▶ THE EXERCISE
Exactly reproduce each record listed below.

----------------------------------------

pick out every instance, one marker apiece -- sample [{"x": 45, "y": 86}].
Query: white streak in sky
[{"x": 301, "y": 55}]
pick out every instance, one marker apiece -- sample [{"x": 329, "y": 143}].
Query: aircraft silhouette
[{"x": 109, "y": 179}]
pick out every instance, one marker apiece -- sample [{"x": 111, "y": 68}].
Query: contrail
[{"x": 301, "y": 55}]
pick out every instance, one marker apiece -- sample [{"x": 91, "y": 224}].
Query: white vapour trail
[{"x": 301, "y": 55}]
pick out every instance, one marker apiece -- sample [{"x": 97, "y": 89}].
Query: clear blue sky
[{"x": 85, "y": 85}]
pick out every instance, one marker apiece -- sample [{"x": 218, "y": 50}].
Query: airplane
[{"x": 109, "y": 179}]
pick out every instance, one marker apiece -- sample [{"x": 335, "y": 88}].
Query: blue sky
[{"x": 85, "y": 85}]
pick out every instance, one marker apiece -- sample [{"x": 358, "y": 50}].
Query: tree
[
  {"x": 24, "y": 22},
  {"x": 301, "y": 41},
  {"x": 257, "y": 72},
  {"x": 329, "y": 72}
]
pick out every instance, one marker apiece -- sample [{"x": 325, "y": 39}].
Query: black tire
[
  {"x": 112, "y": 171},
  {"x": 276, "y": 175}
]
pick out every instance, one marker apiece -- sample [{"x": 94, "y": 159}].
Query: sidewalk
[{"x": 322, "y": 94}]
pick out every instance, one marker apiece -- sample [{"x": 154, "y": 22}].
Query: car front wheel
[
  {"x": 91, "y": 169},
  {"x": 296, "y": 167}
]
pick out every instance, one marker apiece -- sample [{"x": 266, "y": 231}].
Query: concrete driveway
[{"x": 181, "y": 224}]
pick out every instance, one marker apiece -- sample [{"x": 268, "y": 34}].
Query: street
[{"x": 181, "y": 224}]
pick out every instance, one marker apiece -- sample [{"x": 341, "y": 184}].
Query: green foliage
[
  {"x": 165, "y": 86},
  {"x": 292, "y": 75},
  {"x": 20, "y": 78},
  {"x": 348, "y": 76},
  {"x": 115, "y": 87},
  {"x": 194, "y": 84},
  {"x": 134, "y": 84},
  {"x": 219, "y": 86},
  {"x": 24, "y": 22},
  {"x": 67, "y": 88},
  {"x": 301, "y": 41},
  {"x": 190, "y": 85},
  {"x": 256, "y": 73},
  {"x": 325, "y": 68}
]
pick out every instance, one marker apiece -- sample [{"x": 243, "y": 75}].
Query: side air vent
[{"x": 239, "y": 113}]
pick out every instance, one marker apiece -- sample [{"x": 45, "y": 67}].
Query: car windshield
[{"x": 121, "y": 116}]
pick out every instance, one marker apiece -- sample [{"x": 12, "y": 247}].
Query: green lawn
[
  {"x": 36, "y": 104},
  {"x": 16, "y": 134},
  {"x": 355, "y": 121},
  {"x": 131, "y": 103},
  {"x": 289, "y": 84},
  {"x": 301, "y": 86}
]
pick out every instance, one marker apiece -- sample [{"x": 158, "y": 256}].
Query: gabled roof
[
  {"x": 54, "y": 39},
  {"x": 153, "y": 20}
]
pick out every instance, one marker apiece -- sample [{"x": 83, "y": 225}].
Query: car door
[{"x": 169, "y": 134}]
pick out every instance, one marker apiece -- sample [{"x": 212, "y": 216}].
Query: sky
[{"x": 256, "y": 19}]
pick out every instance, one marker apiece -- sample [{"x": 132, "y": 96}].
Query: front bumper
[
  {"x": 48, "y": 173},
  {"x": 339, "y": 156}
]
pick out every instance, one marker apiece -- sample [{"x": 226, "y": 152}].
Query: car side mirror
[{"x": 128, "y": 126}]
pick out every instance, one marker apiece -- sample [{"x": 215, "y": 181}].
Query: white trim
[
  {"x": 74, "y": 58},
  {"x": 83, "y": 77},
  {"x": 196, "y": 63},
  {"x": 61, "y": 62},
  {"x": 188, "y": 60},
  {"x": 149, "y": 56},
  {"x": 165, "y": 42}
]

----------------------------------------

▶ TASK OUTPUT
pick out every instance, one marker apiece -- sample [{"x": 45, "y": 86}].
Query: white streak in sky
[{"x": 301, "y": 55}]
pick out every instance, one marker apiece -- sample [{"x": 329, "y": 143}].
Query: aircraft silhouette
[{"x": 109, "y": 179}]
pick out every instance, one marker apiece -- sample [{"x": 111, "y": 68}].
Query: contrail
[{"x": 301, "y": 55}]
pick out every instance, one marker apiece -- sample [{"x": 91, "y": 224}].
Query: white vapour trail
[{"x": 301, "y": 55}]
pick out every instance, one marker apiece -- sample [{"x": 97, "y": 89}].
Query: clear blue sky
[{"x": 85, "y": 85}]
pick out every instance, one marker apiece -- sample [{"x": 218, "y": 50}].
Query: airplane
[{"x": 109, "y": 179}]
pick out every instance, one marker apiece -- sample [{"x": 335, "y": 88}].
Query: blue sky
[{"x": 85, "y": 85}]
pick out every instance, one marker apiece -- sample [{"x": 358, "y": 50}].
Query: tree
[
  {"x": 24, "y": 22},
  {"x": 301, "y": 41},
  {"x": 257, "y": 72},
  {"x": 329, "y": 72}
]
pick out every instance, one marker apiece -- sample [{"x": 325, "y": 39}].
Query: black tire
[
  {"x": 112, "y": 171},
  {"x": 276, "y": 175}
]
pick out every instance, one marker apiece -- sample [{"x": 94, "y": 159}].
Query: sidewalk
[{"x": 322, "y": 94}]
pick out every instance, one marker apiece -- sample [{"x": 154, "y": 22}].
Query: car front wheel
[
  {"x": 91, "y": 169},
  {"x": 296, "y": 167}
]
pick out every instance, one marker apiece -- sample [{"x": 266, "y": 231}].
Query: concrete driveway
[{"x": 181, "y": 224}]
pick out every instance, one marker apiece -- sample [{"x": 268, "y": 34}].
Query: street
[{"x": 181, "y": 224}]
pick out every instance, one marker apiece -- sample [{"x": 341, "y": 184}].
Query: green foliage
[
  {"x": 165, "y": 86},
  {"x": 292, "y": 75},
  {"x": 20, "y": 78},
  {"x": 348, "y": 76},
  {"x": 115, "y": 87},
  {"x": 194, "y": 84},
  {"x": 134, "y": 84},
  {"x": 219, "y": 86},
  {"x": 24, "y": 22},
  {"x": 67, "y": 88},
  {"x": 301, "y": 41},
  {"x": 190, "y": 85},
  {"x": 256, "y": 73},
  {"x": 325, "y": 68}
]
pick out every instance, one marker apiece -- sample [{"x": 243, "y": 75}].
Query: side air vent
[{"x": 239, "y": 113}]
pick out every instance, one marker apiece -- sample [{"x": 45, "y": 67}].
Query: car windshield
[{"x": 121, "y": 116}]
pick out every instance, one marker apiece -- sample [{"x": 12, "y": 247}].
Query: green lawn
[
  {"x": 36, "y": 104},
  {"x": 16, "y": 134},
  {"x": 355, "y": 121},
  {"x": 131, "y": 103},
  {"x": 289, "y": 84},
  {"x": 301, "y": 86}
]
pick out every instance, one marker apiece -- sample [{"x": 158, "y": 256}].
Query: gabled roof
[
  {"x": 54, "y": 39},
  {"x": 153, "y": 20}
]
pick out every instance, one marker apiece -- sample [{"x": 83, "y": 225}].
Query: car door
[{"x": 169, "y": 134}]
pick out every instance, one marker apiece -- sample [{"x": 212, "y": 216}].
Query: sky
[{"x": 256, "y": 19}]
pick out every instance, one marker apiece -- sample [{"x": 132, "y": 96}].
Query: front bumper
[
  {"x": 48, "y": 173},
  {"x": 339, "y": 156}
]
pick out every instance, one marker apiece -- sample [{"x": 226, "y": 152}].
Query: car side mirror
[{"x": 128, "y": 126}]
pick out every instance, one marker apiece -- sample [{"x": 215, "y": 181}].
Query: white trim
[
  {"x": 74, "y": 58},
  {"x": 83, "y": 77},
  {"x": 196, "y": 63},
  {"x": 61, "y": 62},
  {"x": 188, "y": 60},
  {"x": 149, "y": 56},
  {"x": 165, "y": 42}
]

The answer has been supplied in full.